**WORK TO COMPLETE**
Show every line in the entries below that contains the word "concrete".

**INPUT FOR THIS TASK**

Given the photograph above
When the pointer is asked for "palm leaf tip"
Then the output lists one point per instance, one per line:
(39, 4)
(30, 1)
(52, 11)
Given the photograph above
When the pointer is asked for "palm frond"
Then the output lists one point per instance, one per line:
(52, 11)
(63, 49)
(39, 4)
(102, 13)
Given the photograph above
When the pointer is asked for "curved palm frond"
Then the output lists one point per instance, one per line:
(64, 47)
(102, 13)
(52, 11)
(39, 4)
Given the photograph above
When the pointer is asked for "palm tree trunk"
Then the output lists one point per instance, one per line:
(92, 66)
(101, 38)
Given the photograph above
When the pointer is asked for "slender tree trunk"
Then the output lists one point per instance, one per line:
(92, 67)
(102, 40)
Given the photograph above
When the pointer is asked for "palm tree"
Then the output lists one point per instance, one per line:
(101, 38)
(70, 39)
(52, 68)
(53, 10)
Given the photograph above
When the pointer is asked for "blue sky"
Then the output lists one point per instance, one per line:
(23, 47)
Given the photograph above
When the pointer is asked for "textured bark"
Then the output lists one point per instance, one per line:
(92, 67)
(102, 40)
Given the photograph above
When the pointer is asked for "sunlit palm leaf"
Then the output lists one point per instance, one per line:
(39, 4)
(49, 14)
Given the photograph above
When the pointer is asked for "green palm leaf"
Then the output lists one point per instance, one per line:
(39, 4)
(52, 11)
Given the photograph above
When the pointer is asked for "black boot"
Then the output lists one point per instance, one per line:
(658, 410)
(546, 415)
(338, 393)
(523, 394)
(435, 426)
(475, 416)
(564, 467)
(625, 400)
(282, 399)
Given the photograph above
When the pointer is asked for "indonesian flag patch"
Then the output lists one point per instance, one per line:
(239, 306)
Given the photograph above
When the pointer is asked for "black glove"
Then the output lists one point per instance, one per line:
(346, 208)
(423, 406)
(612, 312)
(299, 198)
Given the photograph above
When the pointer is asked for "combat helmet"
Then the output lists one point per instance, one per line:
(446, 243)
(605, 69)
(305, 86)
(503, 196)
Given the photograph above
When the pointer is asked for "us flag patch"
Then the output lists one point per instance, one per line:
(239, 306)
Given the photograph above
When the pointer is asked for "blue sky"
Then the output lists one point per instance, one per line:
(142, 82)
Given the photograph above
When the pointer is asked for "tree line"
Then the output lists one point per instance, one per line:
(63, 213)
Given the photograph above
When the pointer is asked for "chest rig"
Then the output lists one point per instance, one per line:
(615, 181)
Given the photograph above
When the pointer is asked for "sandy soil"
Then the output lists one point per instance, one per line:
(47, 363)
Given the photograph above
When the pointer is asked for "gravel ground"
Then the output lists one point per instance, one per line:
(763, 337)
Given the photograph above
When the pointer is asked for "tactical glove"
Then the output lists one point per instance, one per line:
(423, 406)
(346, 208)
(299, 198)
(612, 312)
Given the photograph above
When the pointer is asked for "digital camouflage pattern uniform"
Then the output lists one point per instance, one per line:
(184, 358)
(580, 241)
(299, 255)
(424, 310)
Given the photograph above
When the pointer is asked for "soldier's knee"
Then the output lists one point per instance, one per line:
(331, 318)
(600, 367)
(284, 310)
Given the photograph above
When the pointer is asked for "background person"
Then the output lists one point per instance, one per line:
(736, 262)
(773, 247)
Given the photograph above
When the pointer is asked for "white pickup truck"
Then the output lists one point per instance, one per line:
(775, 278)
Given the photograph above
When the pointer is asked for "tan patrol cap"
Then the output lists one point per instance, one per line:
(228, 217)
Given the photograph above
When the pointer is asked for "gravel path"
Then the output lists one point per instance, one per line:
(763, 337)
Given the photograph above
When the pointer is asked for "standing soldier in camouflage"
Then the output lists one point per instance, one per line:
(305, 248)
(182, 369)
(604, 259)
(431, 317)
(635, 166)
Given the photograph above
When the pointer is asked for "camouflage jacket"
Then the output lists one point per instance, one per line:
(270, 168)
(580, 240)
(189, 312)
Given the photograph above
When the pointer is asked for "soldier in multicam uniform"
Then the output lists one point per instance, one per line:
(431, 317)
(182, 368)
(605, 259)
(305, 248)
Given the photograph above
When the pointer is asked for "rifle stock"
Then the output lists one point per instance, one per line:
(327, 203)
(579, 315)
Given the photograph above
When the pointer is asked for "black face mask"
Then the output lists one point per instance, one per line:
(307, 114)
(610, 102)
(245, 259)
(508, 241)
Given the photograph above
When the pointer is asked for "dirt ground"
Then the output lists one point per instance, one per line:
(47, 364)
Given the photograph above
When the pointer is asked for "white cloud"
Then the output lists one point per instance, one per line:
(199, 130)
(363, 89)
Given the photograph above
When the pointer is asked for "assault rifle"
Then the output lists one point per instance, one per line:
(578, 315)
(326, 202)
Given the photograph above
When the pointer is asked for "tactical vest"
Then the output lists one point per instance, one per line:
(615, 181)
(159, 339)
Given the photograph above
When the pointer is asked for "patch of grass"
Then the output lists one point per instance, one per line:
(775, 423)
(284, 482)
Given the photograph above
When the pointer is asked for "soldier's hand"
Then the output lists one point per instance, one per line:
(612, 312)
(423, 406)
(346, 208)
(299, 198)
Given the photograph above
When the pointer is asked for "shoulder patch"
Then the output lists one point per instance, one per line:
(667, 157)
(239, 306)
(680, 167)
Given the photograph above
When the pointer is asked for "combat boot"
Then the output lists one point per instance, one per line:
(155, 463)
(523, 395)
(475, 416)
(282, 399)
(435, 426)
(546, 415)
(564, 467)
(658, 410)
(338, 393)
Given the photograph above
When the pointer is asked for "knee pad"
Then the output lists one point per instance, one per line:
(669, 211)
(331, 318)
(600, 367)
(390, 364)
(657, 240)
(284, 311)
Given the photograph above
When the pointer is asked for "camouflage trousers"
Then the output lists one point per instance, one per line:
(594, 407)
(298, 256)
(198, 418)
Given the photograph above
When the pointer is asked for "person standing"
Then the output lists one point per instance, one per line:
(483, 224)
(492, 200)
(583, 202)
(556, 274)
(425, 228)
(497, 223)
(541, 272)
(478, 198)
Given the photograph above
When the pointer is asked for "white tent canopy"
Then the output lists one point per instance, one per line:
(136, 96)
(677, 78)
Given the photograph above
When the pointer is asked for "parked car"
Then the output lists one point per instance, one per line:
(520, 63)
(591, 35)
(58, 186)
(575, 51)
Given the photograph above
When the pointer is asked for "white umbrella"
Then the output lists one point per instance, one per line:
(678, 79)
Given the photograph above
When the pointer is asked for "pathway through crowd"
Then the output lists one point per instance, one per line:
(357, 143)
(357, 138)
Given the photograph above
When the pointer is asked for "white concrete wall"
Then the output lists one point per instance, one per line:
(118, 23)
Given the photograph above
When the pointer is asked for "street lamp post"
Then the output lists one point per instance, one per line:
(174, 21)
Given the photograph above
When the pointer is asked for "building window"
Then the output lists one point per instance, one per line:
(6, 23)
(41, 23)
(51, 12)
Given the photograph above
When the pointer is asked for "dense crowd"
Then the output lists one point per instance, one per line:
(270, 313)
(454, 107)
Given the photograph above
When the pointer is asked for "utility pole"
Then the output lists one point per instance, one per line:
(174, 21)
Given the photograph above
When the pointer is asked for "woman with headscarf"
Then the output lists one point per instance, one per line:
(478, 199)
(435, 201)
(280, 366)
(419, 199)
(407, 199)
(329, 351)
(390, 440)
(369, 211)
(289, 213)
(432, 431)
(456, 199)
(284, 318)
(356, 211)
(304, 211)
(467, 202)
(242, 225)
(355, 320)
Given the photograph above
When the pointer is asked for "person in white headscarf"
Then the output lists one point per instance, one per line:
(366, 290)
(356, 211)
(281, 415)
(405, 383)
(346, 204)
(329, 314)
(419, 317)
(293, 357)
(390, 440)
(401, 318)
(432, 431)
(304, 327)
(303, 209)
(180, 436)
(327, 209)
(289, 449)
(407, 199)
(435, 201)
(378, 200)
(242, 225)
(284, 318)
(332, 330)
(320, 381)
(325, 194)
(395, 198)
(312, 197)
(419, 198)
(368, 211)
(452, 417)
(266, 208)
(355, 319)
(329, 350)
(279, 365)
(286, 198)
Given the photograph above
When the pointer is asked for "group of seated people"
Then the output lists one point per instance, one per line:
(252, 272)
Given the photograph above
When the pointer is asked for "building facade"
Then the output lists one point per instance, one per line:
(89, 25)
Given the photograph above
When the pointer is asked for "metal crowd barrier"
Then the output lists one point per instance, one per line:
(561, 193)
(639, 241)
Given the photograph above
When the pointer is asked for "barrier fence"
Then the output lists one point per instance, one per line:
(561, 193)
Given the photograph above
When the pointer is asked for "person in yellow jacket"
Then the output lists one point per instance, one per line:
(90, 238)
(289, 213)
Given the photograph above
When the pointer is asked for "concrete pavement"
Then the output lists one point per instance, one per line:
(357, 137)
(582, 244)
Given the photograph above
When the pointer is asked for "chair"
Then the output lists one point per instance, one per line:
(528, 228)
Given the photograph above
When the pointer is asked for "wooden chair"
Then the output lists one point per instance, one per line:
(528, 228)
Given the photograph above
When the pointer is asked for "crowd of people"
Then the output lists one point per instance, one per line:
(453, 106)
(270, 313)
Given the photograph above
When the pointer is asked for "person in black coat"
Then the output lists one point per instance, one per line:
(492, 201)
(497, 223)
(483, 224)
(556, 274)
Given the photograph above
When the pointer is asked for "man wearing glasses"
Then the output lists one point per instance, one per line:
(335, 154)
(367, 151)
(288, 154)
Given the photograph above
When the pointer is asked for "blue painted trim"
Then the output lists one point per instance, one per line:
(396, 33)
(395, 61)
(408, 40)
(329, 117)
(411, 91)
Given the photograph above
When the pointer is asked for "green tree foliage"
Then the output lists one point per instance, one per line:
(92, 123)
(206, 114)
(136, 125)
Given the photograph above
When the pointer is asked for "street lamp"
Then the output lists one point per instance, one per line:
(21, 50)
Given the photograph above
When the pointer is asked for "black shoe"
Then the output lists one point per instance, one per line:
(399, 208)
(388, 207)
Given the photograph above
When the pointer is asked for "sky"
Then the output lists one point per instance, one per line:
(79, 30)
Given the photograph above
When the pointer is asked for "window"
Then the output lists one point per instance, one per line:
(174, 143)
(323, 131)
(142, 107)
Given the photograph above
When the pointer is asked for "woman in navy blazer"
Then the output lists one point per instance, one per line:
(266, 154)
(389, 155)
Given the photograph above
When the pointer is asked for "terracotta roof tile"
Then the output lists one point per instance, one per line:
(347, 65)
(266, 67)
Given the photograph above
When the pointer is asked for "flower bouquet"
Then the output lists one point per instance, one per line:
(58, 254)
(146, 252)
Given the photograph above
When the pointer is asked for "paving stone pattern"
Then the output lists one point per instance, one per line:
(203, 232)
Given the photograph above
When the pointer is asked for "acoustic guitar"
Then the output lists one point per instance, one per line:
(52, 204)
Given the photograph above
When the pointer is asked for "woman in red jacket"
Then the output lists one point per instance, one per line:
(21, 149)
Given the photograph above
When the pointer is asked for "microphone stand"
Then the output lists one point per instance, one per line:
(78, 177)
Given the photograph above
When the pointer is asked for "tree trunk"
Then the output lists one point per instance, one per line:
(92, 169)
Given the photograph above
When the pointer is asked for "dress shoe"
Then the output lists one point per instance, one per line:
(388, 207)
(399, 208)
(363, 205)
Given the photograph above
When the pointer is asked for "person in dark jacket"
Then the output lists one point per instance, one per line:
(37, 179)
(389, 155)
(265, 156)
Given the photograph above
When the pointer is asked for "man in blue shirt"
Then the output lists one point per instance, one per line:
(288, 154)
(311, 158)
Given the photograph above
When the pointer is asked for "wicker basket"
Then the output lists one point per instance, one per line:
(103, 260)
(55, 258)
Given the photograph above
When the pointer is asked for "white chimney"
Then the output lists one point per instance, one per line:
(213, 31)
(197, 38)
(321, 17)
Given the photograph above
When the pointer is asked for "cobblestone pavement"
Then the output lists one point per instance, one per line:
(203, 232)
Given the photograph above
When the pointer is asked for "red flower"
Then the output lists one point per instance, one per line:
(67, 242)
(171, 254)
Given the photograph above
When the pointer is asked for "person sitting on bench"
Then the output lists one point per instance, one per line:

**EXERCISE SOLUTION**
When the pointer is asked for "white concrete wall"
When the pointer is asked for "concrete pavement"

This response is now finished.